§ RECORD SET:

★ ★ ★ ★ ★

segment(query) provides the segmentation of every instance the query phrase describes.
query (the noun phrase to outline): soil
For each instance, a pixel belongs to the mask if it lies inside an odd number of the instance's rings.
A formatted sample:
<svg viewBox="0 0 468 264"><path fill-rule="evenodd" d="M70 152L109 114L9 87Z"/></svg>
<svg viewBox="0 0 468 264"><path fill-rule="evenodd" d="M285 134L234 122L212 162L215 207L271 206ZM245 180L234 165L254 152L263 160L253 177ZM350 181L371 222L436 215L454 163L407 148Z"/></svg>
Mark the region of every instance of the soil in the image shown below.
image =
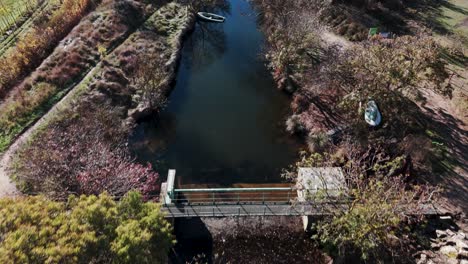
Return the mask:
<svg viewBox="0 0 468 264"><path fill-rule="evenodd" d="M420 107L433 120L436 133L443 137L451 165L428 180L442 186L441 207L458 215L466 232L468 226L463 219L468 217L468 116L466 112L460 112L453 99L432 91L424 91L424 96L426 103Z"/></svg>

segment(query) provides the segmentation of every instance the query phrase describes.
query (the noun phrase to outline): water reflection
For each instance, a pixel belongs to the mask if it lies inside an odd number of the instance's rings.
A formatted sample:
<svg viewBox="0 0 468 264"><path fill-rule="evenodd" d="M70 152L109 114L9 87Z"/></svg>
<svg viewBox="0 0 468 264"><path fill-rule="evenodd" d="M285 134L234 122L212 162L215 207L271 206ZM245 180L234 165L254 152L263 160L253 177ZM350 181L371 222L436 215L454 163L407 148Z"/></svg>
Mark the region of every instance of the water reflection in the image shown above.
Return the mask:
<svg viewBox="0 0 468 264"><path fill-rule="evenodd" d="M259 60L257 16L247 1L229 7L225 23L197 23L167 109L131 140L141 161L163 161L162 175L177 169L180 184L280 182L298 152L284 133L289 100Z"/></svg>
<svg viewBox="0 0 468 264"><path fill-rule="evenodd" d="M226 36L223 25L219 23L198 22L185 45L188 48L187 67L201 71L210 66L226 51Z"/></svg>

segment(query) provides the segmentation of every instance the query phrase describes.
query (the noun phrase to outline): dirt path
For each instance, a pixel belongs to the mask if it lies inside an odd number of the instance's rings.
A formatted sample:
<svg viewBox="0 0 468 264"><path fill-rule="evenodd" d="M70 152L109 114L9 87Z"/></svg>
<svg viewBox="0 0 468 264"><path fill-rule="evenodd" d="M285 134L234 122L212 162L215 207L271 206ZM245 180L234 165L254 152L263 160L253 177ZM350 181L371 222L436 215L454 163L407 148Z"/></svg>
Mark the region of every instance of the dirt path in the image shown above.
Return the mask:
<svg viewBox="0 0 468 264"><path fill-rule="evenodd" d="M344 38L342 36L338 36L338 35L336 35L335 33L331 32L331 31L323 31L322 34L321 34L321 37L325 42L327 42L329 44L339 45L344 49L346 49L349 46L353 45L353 43L351 41L347 40L346 38Z"/></svg>
<svg viewBox="0 0 468 264"><path fill-rule="evenodd" d="M463 100L468 98L466 80L468 70L459 70L453 81L454 98L448 99L433 91L425 90L426 103L422 111L432 119L434 131L441 136L448 151L450 162L445 172L434 175L432 181L443 188L442 206L452 213L461 213L461 219L468 218L468 115L463 110ZM466 104L466 102L465 102ZM463 224L462 229L468 231Z"/></svg>
<svg viewBox="0 0 468 264"><path fill-rule="evenodd" d="M10 163L10 153L5 153L0 160L0 198L19 195L14 183L11 182L7 174L7 164Z"/></svg>
<svg viewBox="0 0 468 264"><path fill-rule="evenodd" d="M0 157L0 198L18 196L21 193L16 188L16 185L10 180L10 166L12 157L18 151L18 149L25 144L28 139L33 135L39 128L48 122L52 121L57 114L66 109L67 106L74 100L74 98L81 92L80 83L91 78L97 69L101 67L101 63L98 63L88 74L77 83L71 90L65 95L62 100L55 104L49 112L42 116L32 127L26 130L18 139L8 148L8 150Z"/></svg>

★ ★ ★ ★ ★

§ WHAT THE TASK REQUIRES:
Every entry should be written out word for word, except for its pictures.

§ RESPONSE FOR THIS EXERCISE:
segment(query) provides the segmentation of every instance the query phrase describes.
query (the noun phrase to outline): soil
For each instance, a pixel belongs to the mask if it lies inside an odd number of the instance's rings.
A formatted sample:
<svg viewBox="0 0 468 264"><path fill-rule="evenodd" d="M70 152L109 114L9 87Z"/></svg>
<svg viewBox="0 0 468 264"><path fill-rule="evenodd" d="M285 134L234 122L212 162L215 207L271 206ZM245 180L234 165L254 152L263 160L253 177ZM350 181L371 222L436 215L454 163L407 148Z"/></svg>
Mark the region of every instance of the soil in the image shown below.
image =
Return the mask:
<svg viewBox="0 0 468 264"><path fill-rule="evenodd" d="M420 107L433 120L436 133L443 137L451 165L428 180L442 186L441 207L458 215L466 232L468 226L463 219L468 217L468 116L466 112L460 112L453 99L432 91L424 91L424 96L426 103Z"/></svg>

segment(query) provides the segmentation of every instance the query phrase describes.
query (the noun phrase to outline): water reflection
For each instance, a pixel belongs to the mask if it lies inside an odd number of the instance's rings.
A formatted sample:
<svg viewBox="0 0 468 264"><path fill-rule="evenodd" d="M70 152L109 114L9 87Z"/></svg>
<svg viewBox="0 0 468 264"><path fill-rule="evenodd" d="M285 134L234 122L212 162L215 207L271 206ZM245 180L234 165L254 152L263 160L253 177ZM350 181L371 222L436 215L454 163L407 148Z"/></svg>
Mark the region of every instance of the water reflection in the image shown above.
Return the mask:
<svg viewBox="0 0 468 264"><path fill-rule="evenodd" d="M259 60L257 16L247 1L229 7L225 23L197 23L167 109L131 140L141 161L163 161L162 175L177 169L180 184L280 182L298 152L284 133L289 100Z"/></svg>
<svg viewBox="0 0 468 264"><path fill-rule="evenodd" d="M226 36L223 25L219 23L198 22L185 45L188 48L187 67L201 71L210 66L226 51Z"/></svg>

segment(query) provides the segmentation of every instance the query phrase describes.
query (the noun phrase to outline): dirt path
For each instance, a pixel belongs to the mask if it lies inside an odd number of the instance's rings.
A formatted sample:
<svg viewBox="0 0 468 264"><path fill-rule="evenodd" d="M70 152L109 114L9 87Z"/></svg>
<svg viewBox="0 0 468 264"><path fill-rule="evenodd" d="M285 134L234 122L212 162L215 207L271 206ZM245 180L234 165L254 152L263 160L253 177ZM350 181L371 222L436 215L454 163L407 148Z"/></svg>
Mark the region of every instance of the dirt path in the image shown above.
Return the mask:
<svg viewBox="0 0 468 264"><path fill-rule="evenodd" d="M344 38L342 36L338 36L338 35L336 35L335 33L331 32L331 31L323 31L322 34L321 34L321 37L325 42L327 42L329 44L339 45L344 49L346 49L349 46L353 45L353 43L351 41L347 40L346 38Z"/></svg>
<svg viewBox="0 0 468 264"><path fill-rule="evenodd" d="M463 100L468 98L466 80L468 70L459 70L453 81L454 98L448 99L433 91L425 90L426 103L422 111L432 119L434 131L441 136L448 151L450 162L445 172L434 175L432 181L443 188L442 206L452 213L461 213L461 219L468 218L468 115L463 110ZM466 104L466 102L465 102ZM463 224L462 229L468 231Z"/></svg>
<svg viewBox="0 0 468 264"><path fill-rule="evenodd" d="M10 163L10 153L5 153L0 160L0 198L19 195L14 183L11 182L7 174L7 164Z"/></svg>
<svg viewBox="0 0 468 264"><path fill-rule="evenodd" d="M0 157L0 198L18 196L21 193L16 188L16 185L10 180L10 166L12 157L18 151L18 149L25 144L28 139L33 135L39 128L48 122L52 121L57 114L66 109L67 106L74 100L74 98L81 92L80 83L91 78L97 69L101 67L101 63L98 63L88 74L77 83L71 90L65 95L62 100L55 104L49 112L42 116L32 127L26 130L18 139L8 148L8 150Z"/></svg>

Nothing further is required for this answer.